*QUOTED TEXT*.
+ + + + + + +

Perspectives and recommendations from the state’s historical community would be invaluable, e.g., the New York State Historical Association (the state’s premier historical organization), the Association of Public Historians of New York State (deep expertise in local and community history), the Museum Association of New York (historical societies and history museums), the New-York Historical Society (integrating New York City, state, and national history), and the New York State Bar Association (whose president, Vincent Doyle, is promoting citizenship education).

There are many possible starting points for framing a new social studies curriculum that would expand coverage of New York State history. Three of the most helpful are: Milton M. Klein, ed., The Empire State: A History of New York (2001), Peter Eisenstadt, ed., The Encyclopedia of New York State (2005), and Kenneth T. Jackson, ed., The Encyclopedia of New York City (2010).

Here are three possible frameworks — chronological, thematic, and historical thinking — that might be considered as a starting point.(A separate proposal is needed for advancing local and community history in the curriculum).

CHRONOLOGICAL FRAMEWORK
The chronological breakdown of New York State history differs from that of U.S. history. Here is one possible outline, based on the Klein book cited above, with a final section added to cover the period since its publication.

1. Before the English (1609-1664)
2. The English Province (1664-1776)
3. From Revolution to Statehood (1776-1825)
4. Antebellum Society and Politics (1825-1860)
5. The Gilded Age (1860-1914)
6. The Triumph of Liberalism (1914-1945)
7. The Empire State in a Changing World (1945-2000)
8. New York: Challenges, Change, and Progress, (2000+)

The book has a number of chapters in each of these sections, mirroring the richness and diversity of New York history. For instance, section 4 covers: New York Modernizes: Economic Growth and Transformation; Society, Religion, and Reform; New York at the Crossroads of Culture; and developments in politics and government.

THEMATIC FRAMEWORK
Because New York history is so long, rich, and diverse, there are many options for the themes that might be emphasized within the chronological breakdown. Each of these has a New York flavor and perspective, but many are also close-to-home examples of larger national themes. They also bear directly on issues related to civics and citizenship. Just a few possibilities:

• What it means to be a New Yorker and an American
• Role of states in U.S. history and the U.S. governmental system
• New York’s place in U.S. history
• Continuity/evolution and discontinuity/change/turning points in history
• Diversity and uniformity, values in conflict (or constantly being reconciled)
• The quest for social justice, equality, and fairness
• Rights and responsibilities of majorities and minorities
• Conflict and compromise
• Role of government in providing opportunities, enforcing requirements, reconciling differences, and fostering the progress of the state; limits on state power
• Role of political parties and politics in defining issues, representing groups and factions, embodying positions and values, confronting and compromising
• Development and influence of cultural institutions, literature, arts, performance, etc.

+ + + + + + +

*Dataset excerpts on pointing to objects*.
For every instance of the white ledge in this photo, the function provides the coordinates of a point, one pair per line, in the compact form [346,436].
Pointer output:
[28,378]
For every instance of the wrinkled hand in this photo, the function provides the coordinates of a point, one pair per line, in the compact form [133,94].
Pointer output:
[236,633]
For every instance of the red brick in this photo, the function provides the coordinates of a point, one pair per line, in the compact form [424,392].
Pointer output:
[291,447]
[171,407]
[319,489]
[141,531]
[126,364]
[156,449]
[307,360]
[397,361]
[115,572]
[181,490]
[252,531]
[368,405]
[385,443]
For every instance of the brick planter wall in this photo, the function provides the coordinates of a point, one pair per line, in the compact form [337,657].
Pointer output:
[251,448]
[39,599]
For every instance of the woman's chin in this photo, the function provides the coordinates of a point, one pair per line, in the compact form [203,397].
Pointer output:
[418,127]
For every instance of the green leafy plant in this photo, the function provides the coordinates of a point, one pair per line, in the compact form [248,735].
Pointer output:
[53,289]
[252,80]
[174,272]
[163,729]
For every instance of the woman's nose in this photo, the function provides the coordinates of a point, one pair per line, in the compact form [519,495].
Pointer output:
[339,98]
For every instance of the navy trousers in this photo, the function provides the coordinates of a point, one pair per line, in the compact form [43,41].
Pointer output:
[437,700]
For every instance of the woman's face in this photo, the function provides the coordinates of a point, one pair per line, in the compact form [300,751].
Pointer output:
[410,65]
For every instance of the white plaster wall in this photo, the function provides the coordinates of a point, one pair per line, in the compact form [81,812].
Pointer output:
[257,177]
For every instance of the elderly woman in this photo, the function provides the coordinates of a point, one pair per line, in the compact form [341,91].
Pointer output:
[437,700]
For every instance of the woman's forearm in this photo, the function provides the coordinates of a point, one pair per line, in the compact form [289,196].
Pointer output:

+ + + + + + +

*SHORT TASK 1*. In the curriculum proposal, reproduce verbatim the passage that begins with the words "7. The Empire" and stops after "politics and government.".
*SHORT TASK 2*. In the curriculum proposal, what years does the section titled "The Gilded Age" cover?

*EXERCISE ANSWER 1*.
7. The Empire State in a Changing World (1945-2000)
8. New York: Challenges, Change, and Progress, (2000+)

The book has a number of chapters in each of these sections, mirroring the richness and diversity of New York history. For instance, section 4 covers: New York Modernizes: Economic Growth and Transformation; Society, Religion, and Reform; New York at the Crossroads of Culture; and developments in politics and government.

*EXERCISE ANSWER 2*. 1860 to 1914.